EXTRAIT FOURNI:
━━━

Axelar, la plateforme de communication inter-blockchains accessible à tous
Axelar est une plateforme de communication cross-chain. Dédiée aux développeurs blockchain, aux programmeurs d’applications décentralisées, et bien sûr aux utilisateurs finaux de ces dernières, elle permet à différentes blockchains de communiquer entre elles facilement, grâce à un ensemble d’outils dédiés.
Axelar est un réseau ouvert à tous. Dans cet article, nous étudierons comment il s’articule, et quels sont ses avantages par rapport aux solutions d’interopérabilité existantes.
Axelar et son équipe
Axelar est un projet cofondé par Sergey Gorbunov et Georgios Vlachos, deux membres fondateurs d’Algorand. L’équipe de développement est composée d’ingénieurs hautement qualifiés dans des domaines divers et variés : interopérabilité des blockchains, sécurité des systèmes et des réseaux, cryptographie… Les membres d’Axelar ont ainsi presque tous travaillé dans différents projets de l’écosystème crypto, comme Ethereum ou MakerDAO.
L’équipe d’Axelar est soutenue par de nombreux acteurs de l’industrie, comme Polychain Capital, Coinbase Ventures, Binance et bien d’autres. Fondée en 2020, l’entreprise a tout d’abord levé 3,75 millions de dollars en seed; puis elle a clôturé une série A de 25 millions en juillet 2021.
Les challenges de l’interopérabilité
Les solutions existantes
L’interopérabilité entre les blockchains est un des plus grands défis de la crypto-industrie. Alors que de nombreuses plateformes de smart contracts bénéficient d’une adoption grandissante, il existe peu de solutions permettant de les connecter les unes aux autres.
Seuls les systèmes centralisés permettent de bénéficier d’une interopérabilité scalable. Bien qu’efficaces, ils présentent des points uniques de défaillance, et ne correspondent pas à l’idéal de décentralisation recherché par la communauté crypto. Il existe des hubs comme Cosmos ou Polkadot, conférant une grande interopérabilité entre les différentes sidechains qui s’y connectent; cependant, il faut obligatoirement passer par des technologies externes pour passer d’un hub à l’autre. De plus, la pluralité des langages de programmation rend la tâche difficile.
Il en est de même pour les ponts (bridges) permettant de « tokéniser » un actif d’une chaîne à une autre. Ces systèmes souffrent d’un manque de scalabilité, et requièrent des efforts d’intégration particulièrement lourds pour les développeurs.
L’interopérabilité est donc un challenge tant pour les développeurs de plateformes que pour les développeurs d’applications. Il est très difficile pour une dApp de communiquer d’une blockchain A à une blockchain B. C’est dans ce contexte qu’Axelar propose une suite logicielle complète, permettant d’assurer facilement cette interopérabilité cross-chain.
La communication cross-chain vue par Axelar
La problématique est donc la suivante : comment permettre à des réseaux très différents, ayant leurs langages de programmation propres, de communiquer sans friction et de façon scalable ? Bien évidemment, la sécurité de ces protocoles de communication doit être sans faille.

━━━

[Données stockées]

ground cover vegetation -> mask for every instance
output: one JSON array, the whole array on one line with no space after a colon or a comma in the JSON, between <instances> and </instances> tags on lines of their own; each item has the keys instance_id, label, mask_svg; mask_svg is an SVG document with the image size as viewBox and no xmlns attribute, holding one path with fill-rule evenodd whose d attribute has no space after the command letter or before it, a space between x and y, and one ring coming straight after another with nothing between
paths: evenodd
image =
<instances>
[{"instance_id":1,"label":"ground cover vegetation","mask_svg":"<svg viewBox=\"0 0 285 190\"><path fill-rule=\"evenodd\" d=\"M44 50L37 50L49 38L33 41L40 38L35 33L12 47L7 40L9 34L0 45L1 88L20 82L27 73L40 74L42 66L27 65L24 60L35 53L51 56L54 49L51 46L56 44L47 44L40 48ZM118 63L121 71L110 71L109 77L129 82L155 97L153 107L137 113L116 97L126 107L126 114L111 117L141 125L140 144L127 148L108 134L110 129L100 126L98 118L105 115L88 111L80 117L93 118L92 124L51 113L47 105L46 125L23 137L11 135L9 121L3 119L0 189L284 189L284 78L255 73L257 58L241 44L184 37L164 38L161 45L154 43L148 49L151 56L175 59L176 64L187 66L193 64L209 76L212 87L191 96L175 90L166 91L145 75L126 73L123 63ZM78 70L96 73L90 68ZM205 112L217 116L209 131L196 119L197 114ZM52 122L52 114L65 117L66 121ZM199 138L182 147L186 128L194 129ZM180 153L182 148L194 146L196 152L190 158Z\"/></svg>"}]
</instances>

━━━

SÉRIE D'EXERCICES:
- A) D'après le texte sur Axelar, qui a cofondé ce projet ?
- B) Prolongez le texte sur Axelar au-delà de sa dernière phrase.

RÉPONSES DANS L'ORDRE:
- A) Sergey Gorbunov et Georgios Vlachos, deux membres fondateurs d'Algorand.

- B)
Les propriétés recherchées par l’équipe d’Axelar quant à leur plateforme cross-chain sont les suivantes :
- Une intégration plug and play : il s’agit de réduire le travail d’intégration au minimum pour les développeurs ;
- Le routage cross-chain : toutes les fonctions de découverte des adresses et de routage doivent permettre de faciliter la communication inter-chaînes ;
- Les mises à jour des différentes blockchains doivent être prises en charge avec le minimum d’efforts ;
- Un langage uniforme pour les applications : le protocole assurant le verrouillage, le déverrouillage, le transfert d’actifs et la communication inter-applications doit être simple à appréhender.
Bien entendu, ces protocoles doivent être sûrs. Tout d’abord, afin d’avoir un haut degré de décentralisation, le réseau Axelar doit être ouvert. Ensuite, le niveau de sécurité doit garantir l’intégrité des actifs et de l’état des différentes chaînes. Enfin, le réseau de communication cross-chain doit être accessible avec un haut degré de disponibilité (liveness).
Comment fonctionne Axelar ?
Les différents protocoles du réseau Axelar
Le réseau Axelar repose sur deux protocoles essentiels : le CGP et le CTP.
Cross-Chain Gateway Protocol (CGP)
Le protocole CGP est utilisé pour connecter de multiples blockchains autonomes. C’est le CGP qui s’occupe de router les données entre ces différentes blockchains. Il s’agit d’un protocole agnostique : en effet, peu importe le mécanisme de consensus des blockchains, ou le langage de programmation de leurs smart contracts. De même, une blockchain n’a pas besoin de connaître l’état des autres pour communiquer.
Il suffit de configurer un compte portail (gateway account) sur Axelar pour rejoindre le réseau. Les comptes de ce type sont ensuite gérés de façon collective par un ensemble décentralisé de nœuds gérant CGP. Ces nœuds contrôlent les paquets de données arrivant sur les gateways. Une fois qu’ils ont défini comment seront traitées ces données, elles sont routées et envoyées aux gateways de destination.
Le CGP peut finaliser les blocs de n’importe quelle chaîne grâce au consensus des nœuds, qui s’exécute sur une couche secondaire. Ainsi, tout type de blockchain peut être connecté au réseau : mécanismes de consensus probabilistes tout comme consensus à finalité immédiate.
Cross-Chain Transfer Protocol (CTP)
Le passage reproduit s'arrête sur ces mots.